**TASK OBJECTIVE:** Pick out every line of the data below that contains the word "marker". Case counts.

-- start DATA LISTING --

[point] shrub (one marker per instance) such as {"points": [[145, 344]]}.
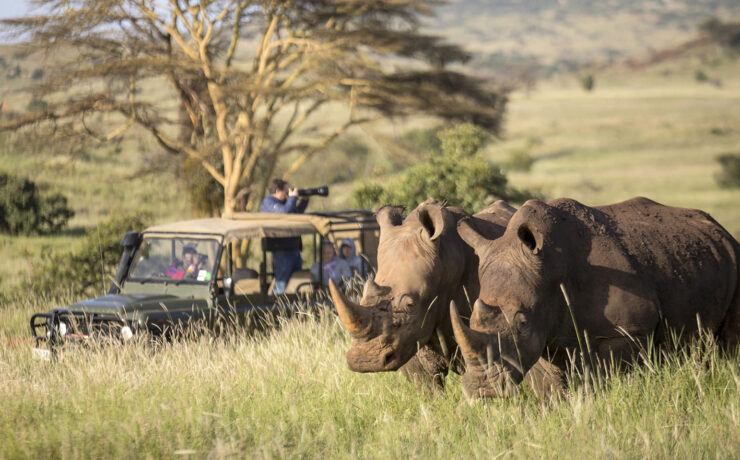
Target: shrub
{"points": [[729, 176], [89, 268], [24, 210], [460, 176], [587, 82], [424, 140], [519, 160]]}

-- end DATA LISTING --
-- start DATA LISTING --

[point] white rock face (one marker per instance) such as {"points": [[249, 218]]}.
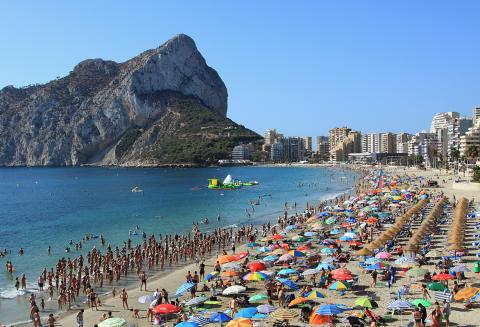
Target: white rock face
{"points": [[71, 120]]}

-- end DATA LISTING --

**SOLUTION BELOW:**
[point] shrub (one marker per instance) such as {"points": [[145, 344]]}.
[point] white rock face (one marker per instance) such as {"points": [[249, 218]]}.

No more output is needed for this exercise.